▶ [Exercise directions]:
Reproduce every one of the records below line for line, changing nothing.

..............................

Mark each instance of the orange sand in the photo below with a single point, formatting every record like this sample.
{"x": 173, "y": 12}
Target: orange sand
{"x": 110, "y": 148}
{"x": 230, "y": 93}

..............................

▶ [Finished task]:
Mark each instance of the orange sand in the photo below with a single point, formatting every record like this sample.
{"x": 173, "y": 12}
Target: orange sand
{"x": 110, "y": 148}
{"x": 230, "y": 93}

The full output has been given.